Excerpt to read:
━━━━━━━━━━━━━━━━
A room full of stories in winter colours (installation and performance detail), 2017, Jill Sampson

Jill Sampson

Artist,
Bimblebox Art Project coordinator,
Curator of Bimblebox 153 Birds
Lives both in Brisbane and on her family’s farm near Maidenwell, Queensland, Australia.

My work encourages a re-examination of history and explores: environmental themes, both personal and collective histories, land use change and stories. I am an installation artist, sculptor and printmaker with a spatial practice. I often use objects and materials that provide a temporal connection through history, environment, people and place. Through further research I may uncover cultural, agricultural, historical or scientific information that informs my understanding and which I build into the artwork. 

Home for me is the little farm near the Bunya Mountains (Qld), on Kaiabara land. My art practice has roots in Arte Povera, Environmental Art and Expressionism. Yet the strongest influence is always the land, light and life-lines of that place.
━━━━━━━━━━━━━━━━
To do:
Transcribe the artist profile word for word, starting at "My work encourages a" and ending at "into the artwork.". The data has no connection to the artist profile.
━━━━━━━━━━━━━━━━
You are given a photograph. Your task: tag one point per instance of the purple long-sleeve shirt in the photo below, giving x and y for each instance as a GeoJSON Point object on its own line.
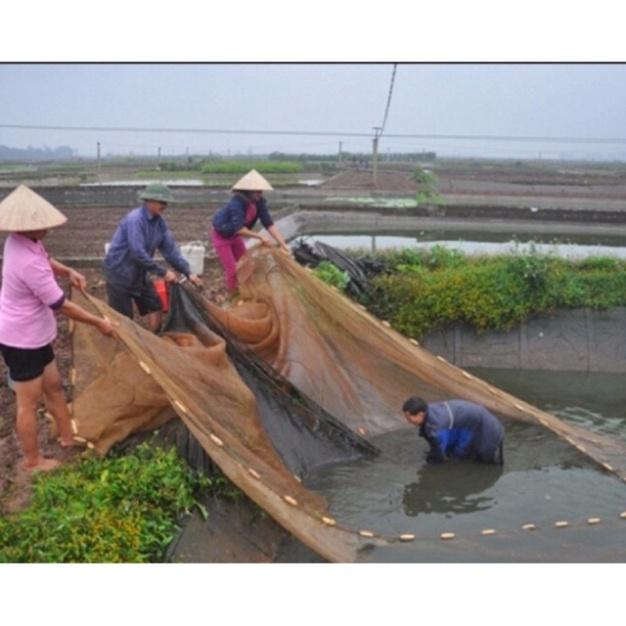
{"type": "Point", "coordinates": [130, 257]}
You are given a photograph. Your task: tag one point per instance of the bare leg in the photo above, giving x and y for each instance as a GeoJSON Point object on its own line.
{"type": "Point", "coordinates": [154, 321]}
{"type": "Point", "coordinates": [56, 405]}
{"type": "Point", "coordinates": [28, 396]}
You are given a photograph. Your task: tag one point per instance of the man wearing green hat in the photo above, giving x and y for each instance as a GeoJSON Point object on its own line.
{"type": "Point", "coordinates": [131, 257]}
━━━━━━━━━━━━━━━━
Result of this task:
My work encourages a re-examination of history and explores: environmental themes, both personal and collective histories, land use change and stories. I am an installation artist, sculptor and printmaker with a spatial practice. I often use objects and materials that provide a temporal connection through history, environment, people and place. Through further research I may uncover cultural, agricultural, historical or scientific information that informs my understanding and which I build into the artwork.